-- START OF Extracted text --

Staff Profile

Meet the Staff: Salma Tahrani

More than 100 staff members work in the Division of the Humanities. We’ll introduce you to our staff in this continuing series.

Salma Tahrani
Department Assistant
Near Eastern Languages and Civilizations

What do you like most about your job?

My job gives me the chance to work with many people from different backgrounds. As a people person, I really appreciate that. I feel lucky to be surrounded by great, smart faculty, staff, and students. I also love the event planning part of my job, as I like to get creative, and I feel very satisfied when I see people enjoying the events and everything going well.

What was the last good book you read?

The last good book I read was Breaking the Habit of Being Yourself by Dr. Joe Dispenza. It is an amazing book that helps you create the life you choose by connecting science and spirituality. Dispenza is like a life coach who walks you through a step-by-step process to change what you don't like about yourself or your life.

You might work with me if …

You are a prospective student and have general inquiries about the department.
You are NELC student taking your comprehensive exams.
You are planning any event with NELC.
You want to cross-list your course with NELC .
You want to share announcements with the NELC community.
You are part of the NELC community and need to make any updates on our website or to post news stories.

What knowledge, skills, beliefs, or values do you currently possess that allow you to manage complex situations?

To manage any complex situation, I try to divide it into smaller pieces. I work on the parts I can control and try to accept what I cannot.

Meet the Staff: Isaac Rainey

Isaac Rainey headshot

More than 100 staff members work in the Division of the Humanities. We’ll introduce you to our staff in this continuing series.

-- END OF Extracted text --
-- START OF Material shown --

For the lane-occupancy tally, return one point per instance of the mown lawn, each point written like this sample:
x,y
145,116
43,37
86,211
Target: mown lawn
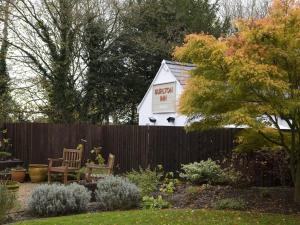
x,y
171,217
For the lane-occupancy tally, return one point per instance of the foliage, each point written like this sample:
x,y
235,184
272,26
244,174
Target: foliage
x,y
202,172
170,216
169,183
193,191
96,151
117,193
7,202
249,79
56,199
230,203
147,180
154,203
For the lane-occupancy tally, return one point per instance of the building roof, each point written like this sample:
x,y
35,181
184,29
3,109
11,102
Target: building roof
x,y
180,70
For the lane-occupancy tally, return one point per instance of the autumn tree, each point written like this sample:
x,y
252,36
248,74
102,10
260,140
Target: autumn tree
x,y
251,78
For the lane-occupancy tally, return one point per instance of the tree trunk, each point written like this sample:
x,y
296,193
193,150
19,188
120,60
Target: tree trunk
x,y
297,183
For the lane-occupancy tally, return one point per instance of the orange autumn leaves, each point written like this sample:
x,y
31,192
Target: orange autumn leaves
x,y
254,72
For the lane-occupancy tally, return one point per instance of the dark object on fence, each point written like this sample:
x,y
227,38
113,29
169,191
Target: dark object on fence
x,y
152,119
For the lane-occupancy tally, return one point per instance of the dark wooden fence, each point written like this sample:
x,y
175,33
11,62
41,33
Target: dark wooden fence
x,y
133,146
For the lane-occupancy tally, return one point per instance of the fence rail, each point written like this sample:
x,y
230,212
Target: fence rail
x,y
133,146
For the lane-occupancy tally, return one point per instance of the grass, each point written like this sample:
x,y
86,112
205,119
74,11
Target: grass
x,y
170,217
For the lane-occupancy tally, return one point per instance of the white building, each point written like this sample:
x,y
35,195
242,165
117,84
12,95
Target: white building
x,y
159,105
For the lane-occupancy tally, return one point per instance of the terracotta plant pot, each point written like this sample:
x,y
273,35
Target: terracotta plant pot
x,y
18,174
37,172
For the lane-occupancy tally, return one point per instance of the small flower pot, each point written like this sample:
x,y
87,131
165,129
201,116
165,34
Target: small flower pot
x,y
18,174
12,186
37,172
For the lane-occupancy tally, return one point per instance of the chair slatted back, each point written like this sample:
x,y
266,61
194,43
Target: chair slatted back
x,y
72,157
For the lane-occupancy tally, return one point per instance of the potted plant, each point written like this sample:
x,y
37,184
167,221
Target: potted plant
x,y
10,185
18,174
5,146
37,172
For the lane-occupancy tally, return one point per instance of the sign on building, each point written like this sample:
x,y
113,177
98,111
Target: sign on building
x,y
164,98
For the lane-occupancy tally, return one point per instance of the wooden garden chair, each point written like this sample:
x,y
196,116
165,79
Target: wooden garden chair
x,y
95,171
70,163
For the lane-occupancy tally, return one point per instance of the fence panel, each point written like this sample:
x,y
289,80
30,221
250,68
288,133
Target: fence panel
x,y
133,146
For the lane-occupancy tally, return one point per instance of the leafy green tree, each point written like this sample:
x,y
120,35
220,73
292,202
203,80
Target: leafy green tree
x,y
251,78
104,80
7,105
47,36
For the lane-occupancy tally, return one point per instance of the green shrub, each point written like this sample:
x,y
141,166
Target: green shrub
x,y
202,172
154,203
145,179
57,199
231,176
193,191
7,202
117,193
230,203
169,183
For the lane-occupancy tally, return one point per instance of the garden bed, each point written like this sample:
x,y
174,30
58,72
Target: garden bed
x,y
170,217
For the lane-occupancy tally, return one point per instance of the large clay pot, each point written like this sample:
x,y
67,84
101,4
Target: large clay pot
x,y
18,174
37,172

-- END OF Material shown --

Problems to work on:
(1) Echo word for word the part of the staff profile that opens with the words containing "You might work" and closes with "the NELC community.".
(2) According to the staff profile, why does Salma Tahrani love the event planning part of her job?

Results in order:
(1)
You might work with me if …

You are a prospective student and have general inquiries about the department.
You are NELC student taking your comprehensive exams.
You are planning any event with NELC.
You want to cross-list your course with NELC .
You want to share announcements with the NELC community.

(2) She loves it because she likes to get creative. She also feels very satisfied when she sees people enjoying the events and everything going well.